Planning application made for workshop, art gallery, accommodation and more at former Club Caprice

How it could look Photo vPPR Architects

Proposals for the transformation of the former Caprice nightclub in Cliftonville into a neon fabrication workshop, and multi-generational live-work unit have now been submitted to Thanet council.

Owner Kerry Ryan, who bought the site in 2019, plans to create a flexi-use site with an art gallery, art educational space, community space, wedding venue for hire, some residential accommodation on a temporary basis and use by artists in residence. There would also be 24 hour security guard presence during high value art exhibitions.

The combination of uses will create a new cultural space at the border of Margate where it meets Cliftonville, offering educational and career training opportunities. Each space is accessed via a different existing entrance.

Neon specialist Kerry Ryan at the former Club Caprice Photo Dave Stillman

Kerry, who comes from the Isle of Dogs in East London, creates neon installations for a host of clients and artists including Tracey Emin, Damien Hirst, Peter Saville and Cerith Wyn Evans.

Now the boss of Neon Specialists, which has bases in London and Miami, is creating the gallery and his studio in the original ballroom (later the nightclub, pool table and arcade areas) as well as the living space. Plans for a roof terrace were removed during the pre-application stage.

Kerry, who has five daughters, has been creating neons for more than 35 years and has worked for himself since he was 18.

Neon works by Kerry

He started out as an apprentice when he was 15. Talking to The Isle of Thanet News when he first bought the venue, Kerry said: “It was with Truman in Brick Lane. I was an apprentice in screen printing but they also had a neon department.

“I taught myself and  went to the London School of Print in the Elephant and Castle. I set up on my own when I was 18 and then children came along so I had to work even harder!

* _Data records_
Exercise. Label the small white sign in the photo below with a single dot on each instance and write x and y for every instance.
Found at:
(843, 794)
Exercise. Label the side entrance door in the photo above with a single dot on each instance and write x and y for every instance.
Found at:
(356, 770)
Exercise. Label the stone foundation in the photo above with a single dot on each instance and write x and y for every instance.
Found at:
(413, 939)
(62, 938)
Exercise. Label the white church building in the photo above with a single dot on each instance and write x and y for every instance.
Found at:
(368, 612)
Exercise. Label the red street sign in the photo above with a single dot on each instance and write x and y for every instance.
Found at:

* _Exercises to complete_
1 - Return the part of the Club Caprice article starting at "The combination of" and ending at "different existing entrance.".
2 - Which clients and artists does the Club Caprice article name as people Kerry Ryan makes neon installations for?
The records have no connection to the Club Caprice article.

* _Written responses_
1 -
The combination of uses will create a new cultural space at the border of Margate where it meets Cliftonville, offering educational and career training opportunities. Each space is accessed via a different existing entrance.

2 - Tracey Emin, Damien Hirst, Peter Saville, Cerith Wyn Evans